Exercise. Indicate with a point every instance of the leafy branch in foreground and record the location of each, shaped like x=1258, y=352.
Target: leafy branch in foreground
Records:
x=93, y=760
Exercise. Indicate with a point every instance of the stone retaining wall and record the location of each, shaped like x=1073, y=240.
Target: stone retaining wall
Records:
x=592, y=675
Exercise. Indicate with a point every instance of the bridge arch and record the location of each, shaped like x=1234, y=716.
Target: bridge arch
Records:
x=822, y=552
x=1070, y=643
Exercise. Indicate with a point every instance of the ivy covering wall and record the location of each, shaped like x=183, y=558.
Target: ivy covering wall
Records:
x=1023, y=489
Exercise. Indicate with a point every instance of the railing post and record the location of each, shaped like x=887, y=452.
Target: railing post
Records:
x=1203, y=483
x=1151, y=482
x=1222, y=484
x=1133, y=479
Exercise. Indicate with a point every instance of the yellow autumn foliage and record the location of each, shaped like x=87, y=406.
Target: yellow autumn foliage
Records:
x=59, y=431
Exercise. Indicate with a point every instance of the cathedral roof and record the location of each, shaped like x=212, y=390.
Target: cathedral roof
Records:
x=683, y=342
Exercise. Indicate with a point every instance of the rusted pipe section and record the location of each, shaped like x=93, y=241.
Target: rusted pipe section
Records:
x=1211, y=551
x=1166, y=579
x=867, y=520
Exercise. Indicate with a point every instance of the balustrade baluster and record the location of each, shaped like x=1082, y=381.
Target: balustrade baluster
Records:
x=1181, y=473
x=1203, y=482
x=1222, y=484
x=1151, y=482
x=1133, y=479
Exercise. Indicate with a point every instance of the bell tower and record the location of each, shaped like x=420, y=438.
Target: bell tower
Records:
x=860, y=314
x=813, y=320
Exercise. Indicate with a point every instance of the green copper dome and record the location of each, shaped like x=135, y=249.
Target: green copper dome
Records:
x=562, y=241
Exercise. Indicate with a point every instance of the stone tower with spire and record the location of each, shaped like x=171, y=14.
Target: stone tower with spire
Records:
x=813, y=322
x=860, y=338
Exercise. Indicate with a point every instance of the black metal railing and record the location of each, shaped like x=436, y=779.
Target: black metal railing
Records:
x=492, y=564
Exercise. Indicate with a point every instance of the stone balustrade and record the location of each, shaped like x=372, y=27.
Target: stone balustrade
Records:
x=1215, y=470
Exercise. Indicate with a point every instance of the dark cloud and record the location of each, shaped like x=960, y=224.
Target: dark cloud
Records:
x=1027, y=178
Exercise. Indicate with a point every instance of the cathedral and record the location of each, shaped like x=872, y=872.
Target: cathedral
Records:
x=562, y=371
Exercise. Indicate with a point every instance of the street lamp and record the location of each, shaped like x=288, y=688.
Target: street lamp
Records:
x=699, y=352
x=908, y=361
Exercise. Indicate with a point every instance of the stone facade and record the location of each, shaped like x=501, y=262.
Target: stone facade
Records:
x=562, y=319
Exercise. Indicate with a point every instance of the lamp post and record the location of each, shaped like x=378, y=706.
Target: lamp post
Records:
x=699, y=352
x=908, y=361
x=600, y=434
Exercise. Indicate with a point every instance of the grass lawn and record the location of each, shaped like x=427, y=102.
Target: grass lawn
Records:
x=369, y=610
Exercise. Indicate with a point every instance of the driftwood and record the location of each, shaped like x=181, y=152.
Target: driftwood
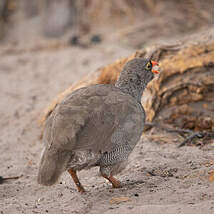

☆ ☆ ☆ ☆ ☆ ☆ ☆

• TASK DIRECTIONS: Locate every line of the records above that contains the string "baluster", and copy each of those lines. Case counts.

• RESULT OF THE EXERCISE:
Exercise. Indicate with a point every instance of the balustrade baluster and record the location of each, shaped like x=1082, y=381.
Target: balustrade baluster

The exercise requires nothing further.